*** Текст документа
Многие стихотворения Ивана Жданова, как например, «Неразменное небо» из одноименной книги, опубликованной в 1990 году

издательством «Современник», изобилуют и традиционными сравнениями, и метафорами, и гиперболами в манере Маяковского, и сверх-

метафорами, и многими другими приемами, которые в литературоведении называются тропами:

Раздвигая созвездья, как воду над Рыбой ночной,

ты глядишь на меня,

как охотник с игрушкой стальной,

направляющей шашки в бессвязной забаве ребенка —

будто все мирозданье – всего лишь черта горизонта,

за которым известно, что было и будет со мной.

На обочине неба, где нету ни пяди земли,

где немыслим и свод, потому что его развели

со своим горизонтом, – вокруг только дно шаровое,

только всхлип бесконечный,

как будто число даровое

набрело на себя и его удержать не смогли.

И я понял, как небо в себе пропадает – почти

как синяк, как песок

заповедный в последней горсти,

если нет и намека земли под твоими ногами,

если сердце, смещенное дважды, кривясь, между нами

вырастает стеной и ее невозможно пройти.

На обочине неба, где твой затаен Козерог

в одиночной кошаре, как пленом объятый зверек,

где Медведицы воз укатился в другие просторы,

заплетая созвездья распляской в чужие узоры,

мы стоим на пороге, не зная, что это порог.

Коготь Льва, осеняющий чашу разбитых Весов,

разлучает враждой

достоверных, как ген, Близнецов —

разве что угадаешь в таком мукомольном угаре?

Это час после часа, поймавший себя на ударе

по стеклянной твердыне запекшихся в хор голосов.

И тогда мы поймем, соберемся и свяжемся в круг,

горизонт вызывая из мрака сплетением рук,

и растянем на нем полотно или горб черепах,

долгополой рекой укрепим и доверие к птахе,

и слонов тяготенья наймем для разгона разлук.
******
*** Исходные материалы
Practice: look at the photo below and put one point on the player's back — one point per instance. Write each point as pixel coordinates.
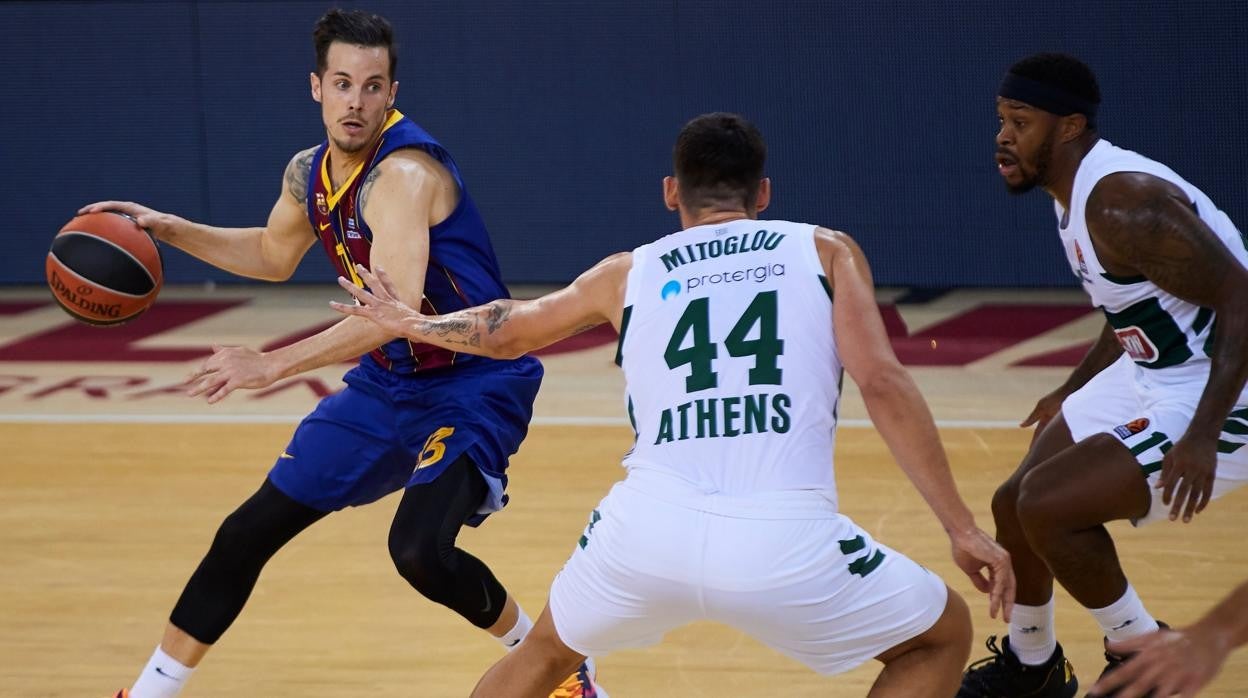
******
## Задание
Проверьте, согласуются ли с текстом документа три утверждения. На каждое ответьте «да» или «нет» и приведите решающие слова текста точной цитатой.
1. Книга «Неразменное небо» была выпущена издательством «Современник».
2. Книга «Неразменное небо» была опубликована в 1985 году.
3. В стихотворении сказано, что мы стоим на пороге, зная, что это порог.
Для ответа используйте только текст документа.

## Ответ
1. Да: «издательством «Современник»».
2. Нет: «опубликованной в 1990 году».
3. Нет: «мы стоим на пороге, не зная, что это порог».